** Exercise materials **

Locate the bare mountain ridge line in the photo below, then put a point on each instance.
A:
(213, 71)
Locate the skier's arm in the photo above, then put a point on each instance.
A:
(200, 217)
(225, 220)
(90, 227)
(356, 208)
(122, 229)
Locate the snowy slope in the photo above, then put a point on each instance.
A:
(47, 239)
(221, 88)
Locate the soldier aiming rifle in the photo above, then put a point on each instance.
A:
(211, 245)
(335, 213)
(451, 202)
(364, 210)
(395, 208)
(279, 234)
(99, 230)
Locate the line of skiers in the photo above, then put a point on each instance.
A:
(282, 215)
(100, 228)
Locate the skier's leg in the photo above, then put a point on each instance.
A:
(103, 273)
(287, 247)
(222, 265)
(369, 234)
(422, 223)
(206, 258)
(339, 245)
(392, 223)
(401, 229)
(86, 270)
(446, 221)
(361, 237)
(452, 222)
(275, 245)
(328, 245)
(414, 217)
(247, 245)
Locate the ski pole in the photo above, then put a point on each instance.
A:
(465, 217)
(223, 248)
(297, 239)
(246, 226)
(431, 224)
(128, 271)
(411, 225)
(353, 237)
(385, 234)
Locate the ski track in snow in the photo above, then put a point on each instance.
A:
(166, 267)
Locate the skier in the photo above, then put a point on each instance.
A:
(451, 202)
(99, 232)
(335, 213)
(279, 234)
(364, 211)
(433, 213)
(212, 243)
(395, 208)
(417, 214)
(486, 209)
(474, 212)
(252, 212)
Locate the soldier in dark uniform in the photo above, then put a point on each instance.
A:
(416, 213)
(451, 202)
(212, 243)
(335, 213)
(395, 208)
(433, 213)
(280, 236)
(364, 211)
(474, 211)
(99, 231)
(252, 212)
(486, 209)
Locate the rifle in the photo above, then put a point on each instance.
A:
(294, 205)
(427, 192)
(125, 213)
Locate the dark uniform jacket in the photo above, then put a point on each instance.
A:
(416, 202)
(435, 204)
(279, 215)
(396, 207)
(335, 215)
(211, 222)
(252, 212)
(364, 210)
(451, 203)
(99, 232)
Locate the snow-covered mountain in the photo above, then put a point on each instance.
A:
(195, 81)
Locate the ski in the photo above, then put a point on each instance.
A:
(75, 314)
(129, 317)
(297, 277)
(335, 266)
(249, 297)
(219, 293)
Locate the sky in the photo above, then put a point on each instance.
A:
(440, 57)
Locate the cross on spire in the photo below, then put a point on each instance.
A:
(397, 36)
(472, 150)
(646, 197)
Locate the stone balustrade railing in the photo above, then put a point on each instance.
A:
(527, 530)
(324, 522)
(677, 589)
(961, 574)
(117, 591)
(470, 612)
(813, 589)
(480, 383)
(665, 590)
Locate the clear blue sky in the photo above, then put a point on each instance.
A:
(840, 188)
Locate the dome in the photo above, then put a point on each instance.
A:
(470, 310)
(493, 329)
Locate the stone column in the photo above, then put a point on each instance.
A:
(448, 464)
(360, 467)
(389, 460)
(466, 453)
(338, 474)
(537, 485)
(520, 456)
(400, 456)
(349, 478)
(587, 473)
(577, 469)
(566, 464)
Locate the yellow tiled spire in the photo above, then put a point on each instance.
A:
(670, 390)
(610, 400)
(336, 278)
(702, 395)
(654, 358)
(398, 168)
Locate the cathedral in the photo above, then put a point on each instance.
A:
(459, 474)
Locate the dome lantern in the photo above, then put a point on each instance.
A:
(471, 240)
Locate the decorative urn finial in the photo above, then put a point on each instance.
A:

** Set problem **
Rewrite all of the material above, substituting "mark" for every occurrence of "put a point on" and leaving everything else unchanged.

** Answer to the problem **
Locate the bare mountain ridge line in the photo below, then mark each instance.
A:
(213, 71)
Locate the skier's arm in the photo above, then mark each instance.
A:
(200, 217)
(225, 220)
(90, 227)
(356, 208)
(122, 229)
Locate the snowy slope in the photo above, then mark each instance.
A:
(47, 239)
(221, 88)
Locate the soldier aiming rifle in the photo above, then mark each instance.
A:
(211, 245)
(335, 213)
(451, 202)
(364, 210)
(395, 208)
(279, 234)
(99, 230)
Locate the line of skiers in the photo above, then mark each instance.
A:
(282, 215)
(100, 228)
Locate the skier's leg in the photo above, then mark each instance.
A:
(103, 273)
(287, 247)
(222, 265)
(369, 234)
(422, 223)
(206, 258)
(339, 245)
(392, 223)
(401, 229)
(86, 270)
(446, 221)
(361, 237)
(452, 222)
(275, 245)
(328, 245)
(414, 217)
(247, 245)
Locate the ski pole in the photo above, then mark each instance.
A:
(465, 217)
(223, 248)
(297, 239)
(246, 226)
(431, 224)
(128, 271)
(411, 225)
(353, 237)
(385, 234)
Locate the ski track in snow in the photo above, then mark each instance.
A:
(166, 267)
Locate the skier in the photo above, then mark each instance.
A:
(451, 202)
(99, 232)
(335, 213)
(279, 234)
(364, 211)
(433, 213)
(212, 243)
(395, 208)
(417, 214)
(486, 209)
(474, 212)
(252, 212)
Locate the soldier in dark uniform in the photo above, then mark each instance.
A:
(416, 213)
(451, 202)
(212, 243)
(335, 213)
(395, 208)
(433, 213)
(280, 236)
(364, 211)
(474, 211)
(99, 231)
(252, 212)
(486, 209)
Locate the rifle in the photo above, then mark each instance.
A:
(294, 205)
(427, 192)
(125, 213)
Locate the dark uniform jacket in the photo above, then mark each instance.
A:
(416, 202)
(435, 204)
(279, 215)
(396, 207)
(335, 215)
(211, 222)
(252, 212)
(364, 210)
(451, 203)
(99, 232)
Locate the snow-covered mountain in the photo above, then mark each instance.
A:
(195, 81)
Locate the ski in the photo above, then mark each instance.
A:
(75, 314)
(129, 317)
(297, 277)
(335, 266)
(249, 297)
(219, 293)
Locate the sky in the photo above, then mark each instance.
A:
(440, 57)
Locate the cross on spire in the photo below, then mark each instance.
A:
(397, 36)
(472, 150)
(646, 197)
Locate the stone balustrade railing in the photo above, then mark each instance.
A:
(527, 530)
(324, 522)
(677, 589)
(961, 574)
(117, 591)
(470, 612)
(813, 589)
(480, 383)
(665, 590)
Locate the clear blue sky in the photo above, then mark each instance.
A:
(840, 188)
Locate the dome in the photo above, then mark each instance.
A:
(470, 310)
(493, 329)
Locate the stone column in the photo above, then mark each instance.
A:
(448, 464)
(360, 467)
(389, 460)
(466, 453)
(338, 474)
(537, 485)
(520, 456)
(400, 456)
(349, 478)
(587, 473)
(577, 469)
(566, 464)
Locate the yellow tiled spire in the photo above, then mark each instance.
A:
(670, 390)
(610, 400)
(336, 278)
(702, 395)
(654, 358)
(398, 168)
Locate the cathedral in the photo above, then mark each instance.
A:
(459, 474)
Locate the dome lantern in the photo above, then mark each instance.
A:
(471, 240)
Locate the decorative urn finial in the photo above, then mark each instance.
A:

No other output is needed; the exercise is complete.